_TRY IT_: Leave every picture out, then reproduce the rest of the listing exactly.
-------- DATASET EXCERPTS --------
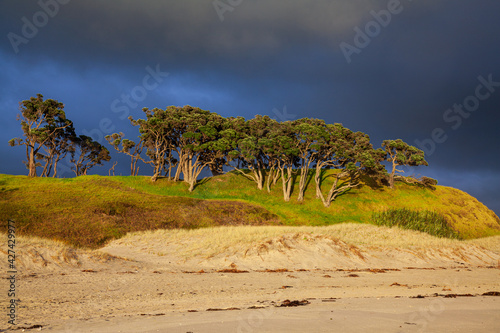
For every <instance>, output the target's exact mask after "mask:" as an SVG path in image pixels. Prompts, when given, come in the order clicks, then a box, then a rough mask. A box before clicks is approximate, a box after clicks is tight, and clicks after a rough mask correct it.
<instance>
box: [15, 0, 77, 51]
mask: <svg viewBox="0 0 500 333" xmlns="http://www.w3.org/2000/svg"><path fill="white" fill-rule="evenodd" d="M69 2H70V0H39V1H38V2H37V3H38V6H40V8H41V9H42V10H39V11H37V12H35V13H34V14H33V16H32V18H31V20H29V19H28V18H27V17H26V16H23V17H22V18H21V22H22V23H23V25H22V27H21V35H19V34H16V33H14V32H12V31H11V32H9V33H8V34H7V38H8V39H9V42H10V45H11V46H12V49H13V50H14V52H15V53H16V54H17V53H19V46H20V45H21V44H28V43H29V41H30V40H31V39H33V38H35V37H36V35H38V31H39V29H41V28H43V27H45V26H46V25H47V24H48V23H49V20H50V18H54V17H55V16H56V15H57V14H58V13H59V9H60V5H66V4H68V3H69Z"/></svg>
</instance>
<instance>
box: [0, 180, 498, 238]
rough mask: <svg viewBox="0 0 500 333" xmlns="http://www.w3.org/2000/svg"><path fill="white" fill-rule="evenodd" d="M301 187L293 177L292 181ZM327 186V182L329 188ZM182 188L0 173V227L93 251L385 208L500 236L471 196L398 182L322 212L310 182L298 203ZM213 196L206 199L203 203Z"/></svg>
--------
_WRITTEN RESPONSE_:
For every <instance>, output the target's exact mask after "mask:" as an SVG path in image pixels. Prompts, when given, come in the order clicks, then a box, then a rough mask. A box before clicks is approximate, a box after clicks is tight, and clicks after a rough mask correct it.
<instance>
box: [15, 0, 77, 51]
mask: <svg viewBox="0 0 500 333" xmlns="http://www.w3.org/2000/svg"><path fill="white" fill-rule="evenodd" d="M69 2H70V0H39V1H38V2H37V3H38V6H40V8H41V9H42V10H39V11H37V12H35V13H34V14H33V16H32V18H31V20H29V19H28V18H27V17H26V16H23V17H22V18H21V22H22V23H23V25H22V27H21V35H19V34H16V33H14V32H12V31H11V32H9V33H8V34H7V38H8V39H9V42H10V45H11V46H12V49H13V50H14V52H15V53H16V54H17V53H19V46H20V45H21V44H28V43H29V41H30V40H31V39H33V38H35V37H36V35H38V31H39V29H41V28H43V27H45V26H46V25H47V24H48V23H49V20H50V18H54V17H55V16H56V15H57V14H58V13H59V9H60V5H66V4H68V3H69Z"/></svg>
</instance>
<instance>
box: [0, 180, 498, 238]
rough mask: <svg viewBox="0 0 500 333" xmlns="http://www.w3.org/2000/svg"><path fill="white" fill-rule="evenodd" d="M301 187L293 177L292 181ZM327 186V182L329 188ZM182 188L0 173V227L93 251L385 208L500 236L471 196L398 182L322 212L310 182L298 203ZM213 196L206 199L203 203Z"/></svg>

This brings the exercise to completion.